_TASK TO COMPLETE_. Reproduce verbatim every line from the one that includes "Question: In the picture above, for every instance of the soil" to the closing line of the entries; omit everything before it.

_EXTRACTED INFORMATION_.
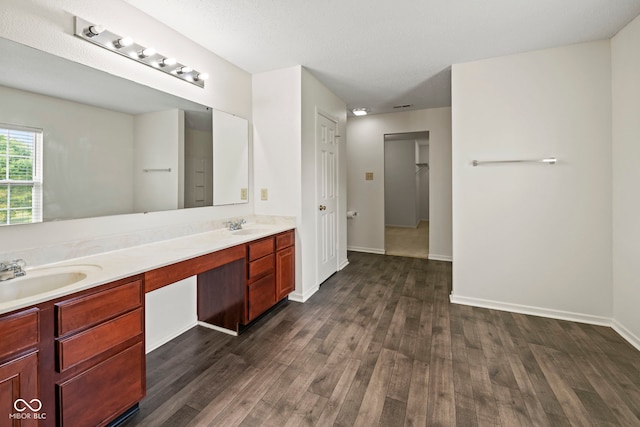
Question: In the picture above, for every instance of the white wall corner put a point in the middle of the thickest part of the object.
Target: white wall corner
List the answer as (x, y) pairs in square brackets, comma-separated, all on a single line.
[(625, 333)]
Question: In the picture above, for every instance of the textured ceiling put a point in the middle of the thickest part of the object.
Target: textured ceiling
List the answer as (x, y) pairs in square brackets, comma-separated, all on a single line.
[(382, 53)]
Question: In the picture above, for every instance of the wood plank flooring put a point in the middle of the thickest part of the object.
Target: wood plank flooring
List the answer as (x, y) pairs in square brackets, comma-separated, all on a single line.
[(380, 345)]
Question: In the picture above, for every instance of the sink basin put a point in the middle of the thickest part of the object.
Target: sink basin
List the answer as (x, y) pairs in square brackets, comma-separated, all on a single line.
[(39, 281)]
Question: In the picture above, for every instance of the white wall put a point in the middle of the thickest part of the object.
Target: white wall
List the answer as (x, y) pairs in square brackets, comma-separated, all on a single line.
[(48, 25), (400, 184), (87, 153), (158, 144), (284, 111), (276, 141), (533, 237), (625, 64), (365, 153)]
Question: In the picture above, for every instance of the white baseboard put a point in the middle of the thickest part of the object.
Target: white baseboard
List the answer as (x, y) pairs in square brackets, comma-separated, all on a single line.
[(302, 297), (436, 257), (149, 347), (626, 334), (218, 328), (366, 250), (534, 311)]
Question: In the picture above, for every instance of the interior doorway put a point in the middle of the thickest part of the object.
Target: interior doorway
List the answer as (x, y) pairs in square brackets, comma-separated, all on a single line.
[(406, 194)]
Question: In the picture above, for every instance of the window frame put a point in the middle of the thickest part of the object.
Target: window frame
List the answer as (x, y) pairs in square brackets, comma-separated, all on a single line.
[(36, 183)]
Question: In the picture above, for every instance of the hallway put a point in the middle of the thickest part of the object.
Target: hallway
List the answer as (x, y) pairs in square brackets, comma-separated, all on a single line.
[(409, 242)]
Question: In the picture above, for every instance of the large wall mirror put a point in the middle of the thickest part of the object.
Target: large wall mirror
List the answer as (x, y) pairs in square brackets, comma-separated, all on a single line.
[(111, 146)]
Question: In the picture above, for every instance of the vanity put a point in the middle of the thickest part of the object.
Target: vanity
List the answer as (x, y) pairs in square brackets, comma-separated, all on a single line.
[(79, 350)]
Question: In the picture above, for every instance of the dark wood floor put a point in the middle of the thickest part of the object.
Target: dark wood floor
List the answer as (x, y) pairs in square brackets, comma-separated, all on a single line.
[(380, 344)]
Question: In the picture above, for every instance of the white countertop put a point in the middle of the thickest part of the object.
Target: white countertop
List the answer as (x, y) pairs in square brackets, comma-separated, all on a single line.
[(110, 266)]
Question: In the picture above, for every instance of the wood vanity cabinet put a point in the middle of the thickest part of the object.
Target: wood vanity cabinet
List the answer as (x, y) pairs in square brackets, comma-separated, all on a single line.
[(99, 354), (19, 341), (271, 273), (260, 292)]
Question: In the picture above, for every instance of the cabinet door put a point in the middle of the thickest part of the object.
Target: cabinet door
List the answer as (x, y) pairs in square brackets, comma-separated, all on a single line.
[(19, 380), (285, 272), (261, 296), (97, 396)]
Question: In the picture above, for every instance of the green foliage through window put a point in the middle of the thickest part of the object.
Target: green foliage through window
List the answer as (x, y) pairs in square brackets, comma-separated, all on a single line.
[(20, 187)]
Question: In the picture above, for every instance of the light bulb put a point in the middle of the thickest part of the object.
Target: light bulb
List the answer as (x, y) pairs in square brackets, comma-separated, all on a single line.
[(123, 42), (93, 30), (168, 61), (145, 53)]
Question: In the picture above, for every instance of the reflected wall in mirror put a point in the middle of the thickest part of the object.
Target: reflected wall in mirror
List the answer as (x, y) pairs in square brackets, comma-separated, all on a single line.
[(230, 159), (110, 146)]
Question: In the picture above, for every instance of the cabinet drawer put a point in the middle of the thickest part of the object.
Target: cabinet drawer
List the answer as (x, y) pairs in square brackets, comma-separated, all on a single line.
[(260, 248), (261, 266), (87, 344), (284, 240), (86, 311), (19, 331), (97, 396), (262, 296)]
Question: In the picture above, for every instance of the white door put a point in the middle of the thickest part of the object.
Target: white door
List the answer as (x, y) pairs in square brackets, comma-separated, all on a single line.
[(326, 196)]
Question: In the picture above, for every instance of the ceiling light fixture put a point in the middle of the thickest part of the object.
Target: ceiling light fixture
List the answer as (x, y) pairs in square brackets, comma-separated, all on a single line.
[(125, 46)]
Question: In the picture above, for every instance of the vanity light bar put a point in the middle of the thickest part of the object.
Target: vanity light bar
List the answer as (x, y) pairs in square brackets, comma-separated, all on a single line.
[(125, 46)]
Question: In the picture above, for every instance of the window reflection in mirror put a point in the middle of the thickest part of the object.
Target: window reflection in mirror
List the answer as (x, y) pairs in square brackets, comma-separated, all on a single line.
[(100, 138)]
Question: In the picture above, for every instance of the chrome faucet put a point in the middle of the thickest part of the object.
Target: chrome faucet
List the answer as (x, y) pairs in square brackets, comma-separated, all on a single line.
[(12, 269), (235, 224)]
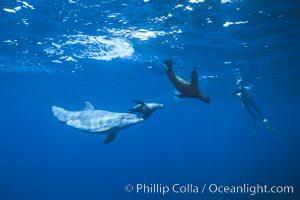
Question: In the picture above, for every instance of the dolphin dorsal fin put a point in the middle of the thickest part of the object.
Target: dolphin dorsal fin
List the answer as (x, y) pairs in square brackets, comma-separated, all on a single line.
[(88, 106)]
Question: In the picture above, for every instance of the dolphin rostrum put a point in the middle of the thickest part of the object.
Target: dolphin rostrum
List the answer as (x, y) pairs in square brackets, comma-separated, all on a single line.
[(96, 121), (145, 108)]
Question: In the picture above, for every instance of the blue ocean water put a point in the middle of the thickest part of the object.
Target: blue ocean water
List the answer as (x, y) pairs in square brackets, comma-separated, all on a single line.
[(109, 52)]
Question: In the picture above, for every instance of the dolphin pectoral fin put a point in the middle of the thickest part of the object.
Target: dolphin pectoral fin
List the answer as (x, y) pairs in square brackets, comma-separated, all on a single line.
[(88, 106), (194, 78), (138, 101), (110, 138), (179, 95)]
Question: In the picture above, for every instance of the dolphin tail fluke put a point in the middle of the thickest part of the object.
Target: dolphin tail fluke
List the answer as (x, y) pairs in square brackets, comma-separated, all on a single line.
[(138, 101), (110, 138)]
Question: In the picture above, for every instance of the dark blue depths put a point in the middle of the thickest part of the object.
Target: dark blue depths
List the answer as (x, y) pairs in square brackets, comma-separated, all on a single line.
[(110, 52)]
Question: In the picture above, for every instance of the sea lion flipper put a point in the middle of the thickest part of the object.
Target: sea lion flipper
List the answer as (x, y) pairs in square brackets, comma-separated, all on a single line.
[(110, 138), (194, 78)]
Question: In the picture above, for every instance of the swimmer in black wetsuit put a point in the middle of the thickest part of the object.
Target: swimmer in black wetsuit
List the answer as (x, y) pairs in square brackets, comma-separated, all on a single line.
[(249, 105)]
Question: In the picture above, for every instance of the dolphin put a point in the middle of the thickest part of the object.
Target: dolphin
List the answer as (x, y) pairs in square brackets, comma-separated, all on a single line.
[(96, 121), (145, 108), (186, 89)]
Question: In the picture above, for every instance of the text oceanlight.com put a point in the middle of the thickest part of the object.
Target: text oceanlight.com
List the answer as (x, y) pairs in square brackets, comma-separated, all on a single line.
[(177, 188)]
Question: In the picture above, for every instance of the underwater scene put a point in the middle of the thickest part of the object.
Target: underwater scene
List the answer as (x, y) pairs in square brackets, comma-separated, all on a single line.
[(149, 99)]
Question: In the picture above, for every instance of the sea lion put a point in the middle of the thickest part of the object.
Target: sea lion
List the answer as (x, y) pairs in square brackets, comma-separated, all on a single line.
[(145, 108), (186, 89)]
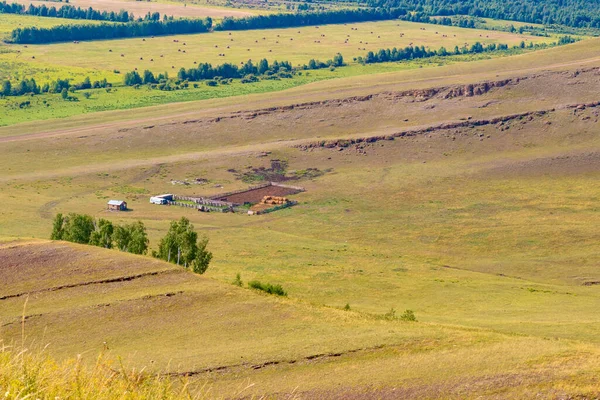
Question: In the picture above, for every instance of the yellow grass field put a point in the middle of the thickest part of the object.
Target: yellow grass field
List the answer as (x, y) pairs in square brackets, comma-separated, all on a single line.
[(297, 45), (466, 193)]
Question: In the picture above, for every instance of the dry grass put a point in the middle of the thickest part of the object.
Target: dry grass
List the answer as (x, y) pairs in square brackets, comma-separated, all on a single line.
[(487, 232)]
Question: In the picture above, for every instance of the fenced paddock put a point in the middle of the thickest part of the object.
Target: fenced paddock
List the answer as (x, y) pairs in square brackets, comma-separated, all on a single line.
[(255, 194), (236, 201)]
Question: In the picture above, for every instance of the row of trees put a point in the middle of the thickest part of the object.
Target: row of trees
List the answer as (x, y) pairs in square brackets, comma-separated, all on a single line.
[(64, 33), (416, 52), (286, 20), (575, 13), (462, 21), (30, 86), (66, 11), (82, 228), (206, 71), (181, 245)]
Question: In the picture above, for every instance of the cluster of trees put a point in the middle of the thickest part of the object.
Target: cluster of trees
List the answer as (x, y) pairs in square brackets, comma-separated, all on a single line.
[(337, 61), (181, 245), (308, 18), (205, 71), (66, 11), (415, 52), (247, 72), (30, 86), (82, 228), (64, 33), (463, 22), (575, 13)]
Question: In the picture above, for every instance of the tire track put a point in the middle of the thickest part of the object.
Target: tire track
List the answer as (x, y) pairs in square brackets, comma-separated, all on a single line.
[(97, 282)]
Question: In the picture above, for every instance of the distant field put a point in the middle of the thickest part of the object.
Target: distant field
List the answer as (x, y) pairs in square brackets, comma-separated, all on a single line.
[(51, 106), (480, 220), (297, 45), (9, 22), (141, 8)]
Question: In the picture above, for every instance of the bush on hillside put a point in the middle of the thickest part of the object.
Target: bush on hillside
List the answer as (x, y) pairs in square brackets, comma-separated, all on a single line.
[(268, 288)]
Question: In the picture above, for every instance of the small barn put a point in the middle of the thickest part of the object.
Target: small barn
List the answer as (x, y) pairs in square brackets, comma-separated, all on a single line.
[(117, 205)]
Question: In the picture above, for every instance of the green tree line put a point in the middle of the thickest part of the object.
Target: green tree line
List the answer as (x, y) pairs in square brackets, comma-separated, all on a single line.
[(416, 52), (247, 72), (574, 13), (64, 33), (30, 86), (181, 245), (286, 20), (66, 11)]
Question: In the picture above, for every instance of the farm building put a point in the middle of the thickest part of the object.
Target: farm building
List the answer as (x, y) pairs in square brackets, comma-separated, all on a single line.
[(117, 205)]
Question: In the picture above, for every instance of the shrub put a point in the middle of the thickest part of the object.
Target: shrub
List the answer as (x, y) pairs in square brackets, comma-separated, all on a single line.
[(268, 288), (238, 280), (408, 315)]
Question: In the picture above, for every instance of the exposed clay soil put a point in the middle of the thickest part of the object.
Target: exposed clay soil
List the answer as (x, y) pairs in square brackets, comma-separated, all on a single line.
[(256, 195), (63, 267)]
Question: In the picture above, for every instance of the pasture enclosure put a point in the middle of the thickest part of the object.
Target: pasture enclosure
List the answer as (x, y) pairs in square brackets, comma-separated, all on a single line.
[(255, 194)]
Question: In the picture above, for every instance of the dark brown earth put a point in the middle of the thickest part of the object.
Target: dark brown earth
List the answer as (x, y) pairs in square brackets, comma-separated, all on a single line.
[(256, 195)]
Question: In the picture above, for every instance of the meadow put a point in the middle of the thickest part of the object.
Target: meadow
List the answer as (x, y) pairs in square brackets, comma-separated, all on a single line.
[(471, 199), (296, 45), (141, 8), (112, 59)]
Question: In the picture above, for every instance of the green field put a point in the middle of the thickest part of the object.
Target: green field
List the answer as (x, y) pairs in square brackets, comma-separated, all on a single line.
[(112, 59), (470, 199), (296, 45)]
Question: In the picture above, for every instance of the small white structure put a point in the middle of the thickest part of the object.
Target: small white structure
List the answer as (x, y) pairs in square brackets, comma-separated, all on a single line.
[(161, 199), (117, 205)]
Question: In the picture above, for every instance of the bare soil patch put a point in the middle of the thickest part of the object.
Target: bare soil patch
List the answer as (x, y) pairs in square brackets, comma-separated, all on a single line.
[(256, 195), (65, 264)]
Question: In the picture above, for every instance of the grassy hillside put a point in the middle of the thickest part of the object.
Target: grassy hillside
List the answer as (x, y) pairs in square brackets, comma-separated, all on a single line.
[(167, 320), (466, 193), (113, 58)]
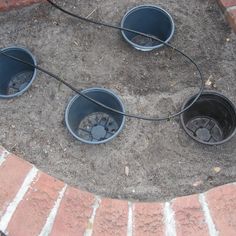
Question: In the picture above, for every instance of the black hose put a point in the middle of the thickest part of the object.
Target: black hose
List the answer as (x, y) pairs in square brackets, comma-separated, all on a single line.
[(103, 105)]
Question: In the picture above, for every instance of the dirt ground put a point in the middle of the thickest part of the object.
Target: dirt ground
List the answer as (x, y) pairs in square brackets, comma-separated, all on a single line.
[(162, 161)]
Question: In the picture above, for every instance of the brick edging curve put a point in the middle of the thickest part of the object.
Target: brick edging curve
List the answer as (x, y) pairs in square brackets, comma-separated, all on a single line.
[(34, 203)]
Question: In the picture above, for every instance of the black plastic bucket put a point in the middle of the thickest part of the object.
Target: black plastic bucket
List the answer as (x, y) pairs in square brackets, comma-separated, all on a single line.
[(148, 19), (16, 77), (90, 123), (211, 120)]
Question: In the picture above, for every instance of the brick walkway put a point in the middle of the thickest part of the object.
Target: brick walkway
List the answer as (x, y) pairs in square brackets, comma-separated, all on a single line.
[(33, 203)]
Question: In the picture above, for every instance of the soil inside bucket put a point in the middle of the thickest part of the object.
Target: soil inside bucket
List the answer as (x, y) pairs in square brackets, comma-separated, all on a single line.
[(147, 161)]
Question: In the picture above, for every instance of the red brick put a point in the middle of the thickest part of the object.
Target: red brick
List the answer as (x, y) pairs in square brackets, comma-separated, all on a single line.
[(222, 205), (231, 17), (111, 218), (226, 3), (9, 4), (189, 217), (12, 174), (33, 210), (74, 213), (148, 219)]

_WRITTEN REPLY_.
Question: In the picture above, for every instance of the soil inside bucket put a point in the middle of the thickest part of the object.
Target: soil inside bucket
List the answer as (x, y) pairs in square brackets, comma-separated, all on a single line.
[(147, 161)]
Question: In the picture above, for every instance of the red brick put a point in the middle of the thickest part of the object.
Target: red brick
List the answer as (x, y) pairs in square brackets, comma-separated, all on a single line.
[(222, 205), (231, 17), (111, 218), (226, 3), (9, 4), (189, 217), (12, 174), (33, 210), (74, 213), (148, 219)]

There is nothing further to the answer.